* [Problem requirements] Copy the lines below without any changes, beginning at the start of the entries and continuing through the line that contains "(1474, 309)", with that line included.

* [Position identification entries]
********
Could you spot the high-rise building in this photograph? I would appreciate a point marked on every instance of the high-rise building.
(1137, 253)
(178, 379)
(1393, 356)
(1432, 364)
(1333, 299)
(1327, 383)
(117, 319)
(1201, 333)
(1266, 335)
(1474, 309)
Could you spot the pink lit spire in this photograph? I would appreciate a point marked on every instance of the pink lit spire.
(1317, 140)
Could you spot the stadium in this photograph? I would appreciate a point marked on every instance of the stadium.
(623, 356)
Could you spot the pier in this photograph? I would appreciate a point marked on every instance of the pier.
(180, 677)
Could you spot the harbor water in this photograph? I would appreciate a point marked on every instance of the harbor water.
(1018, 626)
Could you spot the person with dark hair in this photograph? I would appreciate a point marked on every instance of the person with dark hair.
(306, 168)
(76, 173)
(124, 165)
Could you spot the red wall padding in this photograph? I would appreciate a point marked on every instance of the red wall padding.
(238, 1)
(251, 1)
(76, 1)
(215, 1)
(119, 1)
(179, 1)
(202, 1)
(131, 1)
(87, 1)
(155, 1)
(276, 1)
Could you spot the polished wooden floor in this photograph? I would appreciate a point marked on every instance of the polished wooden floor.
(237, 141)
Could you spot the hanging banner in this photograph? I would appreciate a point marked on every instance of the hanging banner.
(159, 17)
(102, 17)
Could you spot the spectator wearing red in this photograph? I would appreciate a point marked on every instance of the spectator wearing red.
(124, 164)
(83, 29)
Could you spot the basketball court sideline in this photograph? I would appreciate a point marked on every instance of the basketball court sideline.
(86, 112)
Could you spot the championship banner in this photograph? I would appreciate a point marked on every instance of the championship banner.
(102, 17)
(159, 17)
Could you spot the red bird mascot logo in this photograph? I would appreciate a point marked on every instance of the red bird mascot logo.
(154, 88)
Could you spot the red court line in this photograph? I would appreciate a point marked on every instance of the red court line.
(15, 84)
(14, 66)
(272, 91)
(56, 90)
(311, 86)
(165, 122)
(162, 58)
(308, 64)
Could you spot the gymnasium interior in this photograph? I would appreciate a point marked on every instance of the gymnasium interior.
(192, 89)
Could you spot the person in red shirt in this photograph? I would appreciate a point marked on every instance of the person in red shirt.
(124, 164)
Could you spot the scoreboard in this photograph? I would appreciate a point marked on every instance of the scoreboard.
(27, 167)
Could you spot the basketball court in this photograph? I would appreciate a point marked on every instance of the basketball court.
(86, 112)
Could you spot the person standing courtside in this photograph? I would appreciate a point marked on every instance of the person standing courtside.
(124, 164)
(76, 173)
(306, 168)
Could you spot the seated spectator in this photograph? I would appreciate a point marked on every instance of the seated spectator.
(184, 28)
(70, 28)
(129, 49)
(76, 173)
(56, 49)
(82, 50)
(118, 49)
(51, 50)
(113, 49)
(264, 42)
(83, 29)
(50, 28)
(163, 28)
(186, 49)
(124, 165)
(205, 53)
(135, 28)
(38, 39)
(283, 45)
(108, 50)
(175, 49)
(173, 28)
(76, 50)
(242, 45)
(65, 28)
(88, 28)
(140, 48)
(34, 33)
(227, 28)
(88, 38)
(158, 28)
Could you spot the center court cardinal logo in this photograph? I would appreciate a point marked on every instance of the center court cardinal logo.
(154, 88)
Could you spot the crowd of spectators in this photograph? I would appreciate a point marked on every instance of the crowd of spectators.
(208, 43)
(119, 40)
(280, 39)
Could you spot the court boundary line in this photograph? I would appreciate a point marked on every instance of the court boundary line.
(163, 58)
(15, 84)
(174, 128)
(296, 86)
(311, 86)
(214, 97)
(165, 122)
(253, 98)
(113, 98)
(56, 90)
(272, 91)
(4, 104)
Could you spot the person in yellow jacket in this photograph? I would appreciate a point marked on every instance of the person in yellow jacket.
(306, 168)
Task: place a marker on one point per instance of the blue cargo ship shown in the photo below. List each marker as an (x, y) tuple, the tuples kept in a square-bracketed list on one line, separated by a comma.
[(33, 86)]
********
* [The completed task]
Could you spot the high-rise building in this photograph? I would appreciate a point marked on every instance of the high-rise building.
(1137, 253)
(178, 379)
(1393, 356)
(1432, 364)
(1333, 299)
(1327, 383)
(117, 319)
(1201, 333)
(1266, 335)
(1474, 309)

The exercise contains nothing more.